Passage provided =>
══════════════════════════════

What Do Firemen Do All Day – Or Why We’re Getting Serious About Data Analytics

Explore how Prestige Network utilises big data to enhance public sector efficiency: Targeting resources, predictive analytics, and client-focused strategies.
Posted: 24/08/2016

In 2010/11, the London Fire Brigade handled a total of 212,657 emergency calls and had an average response time of 5 minutes and 34 seconds.

But what do firemen do in their downtime? Eat bacon sandwiches, lift weights and sleep? Think again.
Public sector services are increasingly moving towards a proactive, preventative service, and the London Fire Brigade is no different. The London Fire Brigade carries out 70,000 home visits each year, educating the public, carrying out safety checks and fitting smoke alarms. But with 3.2m households and a population of 7.5m, how do they know where to send their officers?

Andy Mobbs, Risk Information Manager, has taken a radical new approach to identifying high-risk households. Previously, he explained, analytics relied upon historical modelling. But deaths by fire are relatively small in number, so even minor variations can skew the dataset. “We wanted to move away from historic incidents, seeing where fires happened in the past and instead explore where they might happen,” says Mobbs. He turned to enterprise-grade data analytics software more commonly found in the City’s insurance brokers and fed in over 60 different data inputs, including geographic area, property type, age, economic circumstances and more. “Results help ensure home visits are based on targeted calling rather than random events – to ensure people are in specific districts, knocking on the right doors in the right streets, even down to a postcode level,” says David Wyatt, Head of Information Management, LFB.

This intelligent, joined-up approach has enabled the London Fire Brigade to target their resources where they will be most effective, in areas of highest risk, and it is by no coincidence that deaths caused by fire in the capital have fallen by almost 50% since 2010.

According to the Policy Exchange think-tank, use of big data analytics could save the public sector between £16bn and £33bn a year. Their 2012 report, entitled ‘Making Government faster, smarter and more personal’,  suggests that savings can be realised through increased data-sharing, and points to the existing linkup between the DVLA and the IPS (Identity and Passport Service) as a basic example. By checking the IPS database for a valid passport photo, new applicants with the DVLA need not provide photo ID or a signature, saving time and adding an extra layer of security.

══════════════════════════════

Provided information =>
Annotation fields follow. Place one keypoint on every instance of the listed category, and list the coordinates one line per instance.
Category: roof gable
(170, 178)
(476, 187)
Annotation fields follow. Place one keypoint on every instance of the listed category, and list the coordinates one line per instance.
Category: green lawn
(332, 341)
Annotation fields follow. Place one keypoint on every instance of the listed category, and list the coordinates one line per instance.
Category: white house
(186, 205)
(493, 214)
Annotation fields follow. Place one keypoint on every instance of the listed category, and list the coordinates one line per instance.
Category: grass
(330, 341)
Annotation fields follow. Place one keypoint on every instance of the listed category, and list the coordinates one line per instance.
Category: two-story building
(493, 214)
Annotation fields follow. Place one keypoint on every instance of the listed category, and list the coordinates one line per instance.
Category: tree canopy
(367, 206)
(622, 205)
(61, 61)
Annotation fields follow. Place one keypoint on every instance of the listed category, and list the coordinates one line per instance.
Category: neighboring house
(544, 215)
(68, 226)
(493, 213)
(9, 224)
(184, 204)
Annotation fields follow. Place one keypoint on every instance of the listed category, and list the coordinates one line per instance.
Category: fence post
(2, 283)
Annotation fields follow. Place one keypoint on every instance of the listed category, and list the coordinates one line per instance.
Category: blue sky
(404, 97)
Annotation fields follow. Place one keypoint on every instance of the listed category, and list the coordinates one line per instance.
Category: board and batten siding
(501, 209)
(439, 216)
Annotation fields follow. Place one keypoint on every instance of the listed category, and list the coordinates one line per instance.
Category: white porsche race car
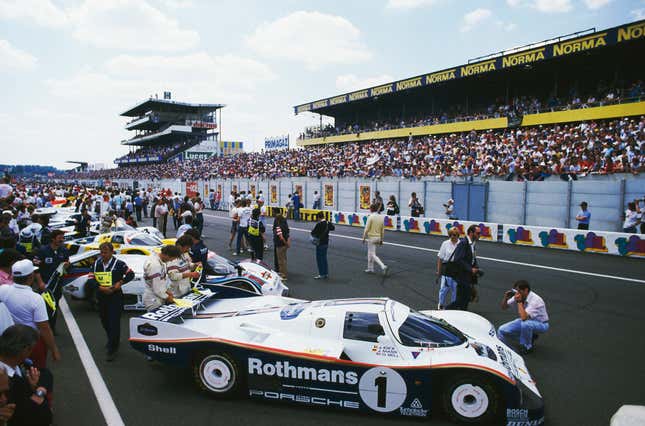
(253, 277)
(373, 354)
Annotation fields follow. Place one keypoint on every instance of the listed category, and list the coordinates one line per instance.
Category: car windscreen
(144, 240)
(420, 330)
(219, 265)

══════════════════════════════

Problem statement =>
According to the article about the London Fire Brigade's data analytics, how many home visits does the brigade carry out each year? Rely only on the article about the London Fire Brigade's data analytics for what comes next.

Response below =>
The London Fire Brigade carries out 70,000 home visits each year.